Consegna a: Nel sommario del testo su devianza e Centri Giovanili, quali sezioni principali sono contrassegnate da un numero intero? Elencale.

Estratto del documento:
Devianza, animazione e Centri Giovanili (1984)

SOMMARIO:

1. Devianza
1.1 Devianza in senso ampio
1.2 Devianza in senso più stretto
2. Prevenzione.
3. Animazione socio-culturale
4. Centri Giovanili

 

L’ipotesi di fondo di questa relazione e di questo Convegno è quella che un Ente Locale, attraverso la promozione di Centri Giovanili nei quali si pratichi l’animazione, possa contribuire a prevenire l’aggravarsi di fenomeni di devianza. Tale dichiarazione non è semplice e richiede chiarimenti terminologici.

I. Devianza
Il termine che possiamo considerare il "primum movens" di tutto il discorso è quello di devianza. Se non esistesse un fenomeno come questo e se non si intuisse, anche in piccole e medie cittadine, un trend di sviluppo progressivo dello stesso, non saremmo qui a porci tanti problemi. Invece la devianza c’è e sembra anzi in progresso. Tale termine esige chiarimenti perché una sua interpretazione "larga" porta a conseguenze operative assai diverse rispetto ad una sua concezione "stretta". Non c’è dubbio che la parola devianza richiama un dirottamento ed una trasgressione, lo spostamento dalla via centrale. Essa implica una devianza:ma da che?

Materiale fornito:
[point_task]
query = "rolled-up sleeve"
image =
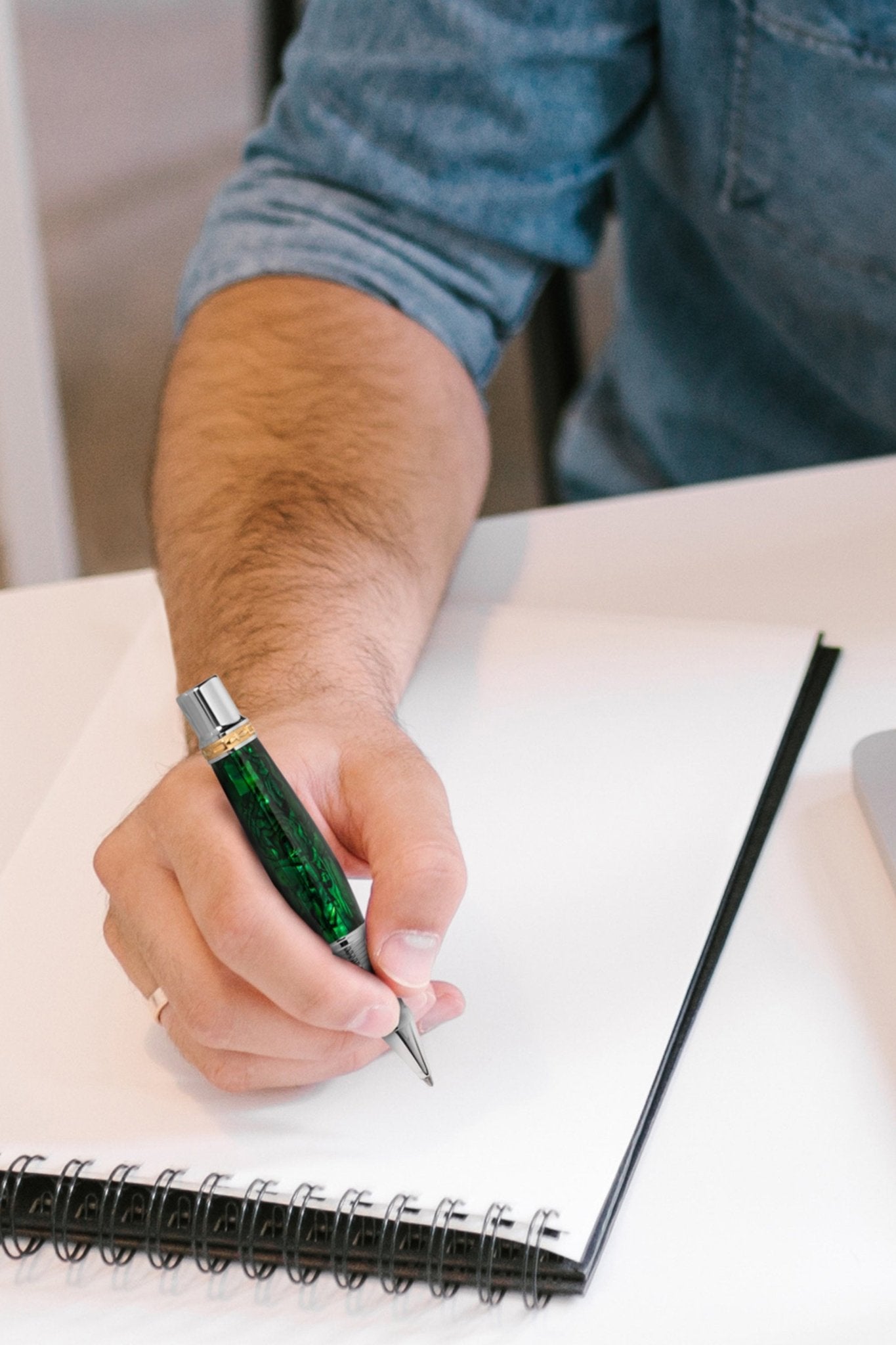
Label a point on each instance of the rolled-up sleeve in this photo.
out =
(441, 155)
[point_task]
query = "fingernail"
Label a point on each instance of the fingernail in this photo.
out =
(377, 1021)
(408, 957)
(441, 1012)
(419, 1002)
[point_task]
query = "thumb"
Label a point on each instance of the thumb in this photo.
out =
(405, 833)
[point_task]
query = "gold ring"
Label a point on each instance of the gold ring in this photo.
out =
(158, 1001)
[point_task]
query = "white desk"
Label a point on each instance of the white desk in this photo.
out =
(790, 1243)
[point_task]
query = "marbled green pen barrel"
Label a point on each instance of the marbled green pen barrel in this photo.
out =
(286, 839)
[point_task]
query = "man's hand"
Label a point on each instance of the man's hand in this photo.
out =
(320, 462)
(255, 997)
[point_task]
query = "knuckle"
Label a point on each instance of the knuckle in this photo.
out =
(106, 862)
(441, 862)
(233, 926)
(228, 1072)
(112, 934)
(319, 1006)
(209, 1020)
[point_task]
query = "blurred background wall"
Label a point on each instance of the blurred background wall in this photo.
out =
(137, 109)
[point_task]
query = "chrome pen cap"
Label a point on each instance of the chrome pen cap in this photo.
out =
(210, 711)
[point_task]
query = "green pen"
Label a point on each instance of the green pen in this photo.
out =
(288, 843)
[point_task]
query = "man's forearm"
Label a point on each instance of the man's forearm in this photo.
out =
(322, 459)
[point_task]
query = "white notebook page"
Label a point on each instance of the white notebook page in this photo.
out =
(602, 774)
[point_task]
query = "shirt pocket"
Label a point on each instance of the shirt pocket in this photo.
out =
(811, 133)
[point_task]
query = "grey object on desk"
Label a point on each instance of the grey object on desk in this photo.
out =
(875, 785)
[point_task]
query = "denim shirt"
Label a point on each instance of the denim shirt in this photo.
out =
(444, 155)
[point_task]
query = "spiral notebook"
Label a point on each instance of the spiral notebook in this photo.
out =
(605, 778)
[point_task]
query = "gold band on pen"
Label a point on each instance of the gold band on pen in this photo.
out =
(234, 739)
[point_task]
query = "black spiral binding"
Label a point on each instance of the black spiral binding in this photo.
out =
(445, 1211)
(110, 1252)
(246, 1237)
(297, 1208)
(215, 1225)
(532, 1297)
(207, 1264)
(489, 1294)
(160, 1258)
(61, 1211)
(389, 1243)
(10, 1241)
(347, 1211)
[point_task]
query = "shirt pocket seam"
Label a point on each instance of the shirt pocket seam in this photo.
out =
(734, 177)
(816, 39)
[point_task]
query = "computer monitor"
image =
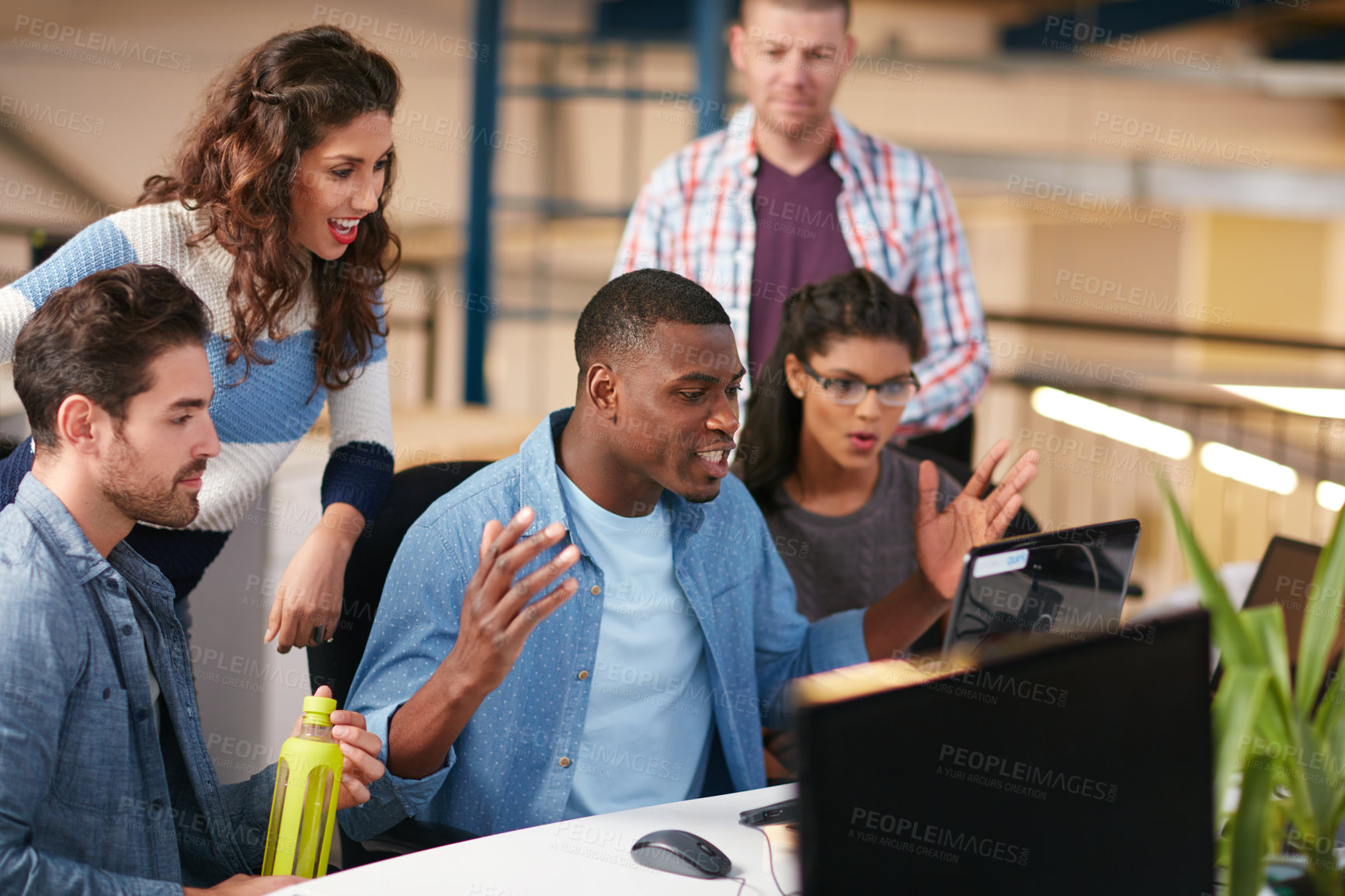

Consegna b: Converti in una lista JSON di stringhe tutto ciò che va dall'inizio dei record giù fino alla riga che contiene "(419, 1002)", compresa. Usa una stringa per ogni riga, salta le righe vuote e lascia fuori le immagini.

Esito esercizio a:
- Devianza
- Prevenzione
- Animazione socio-culturale
- Centri Giovanili

Esito esercizio b:
[
  "[point_task]",
  "query = \"rolled-up sleeve\"",
  "image =",
  "Label a point on each instance of the rolled-up sleeve in this photo.",
  "out =",
  "(441, 155)",
  "[point_task]",
  "query = \"fingernail\"",
  "Label a point on each instance of the fingernail in this photo.",
  "out =",
  "(377, 1021)",
  "(408, 957)",
  "(441, 1012)",
  "(419, 1002)"
]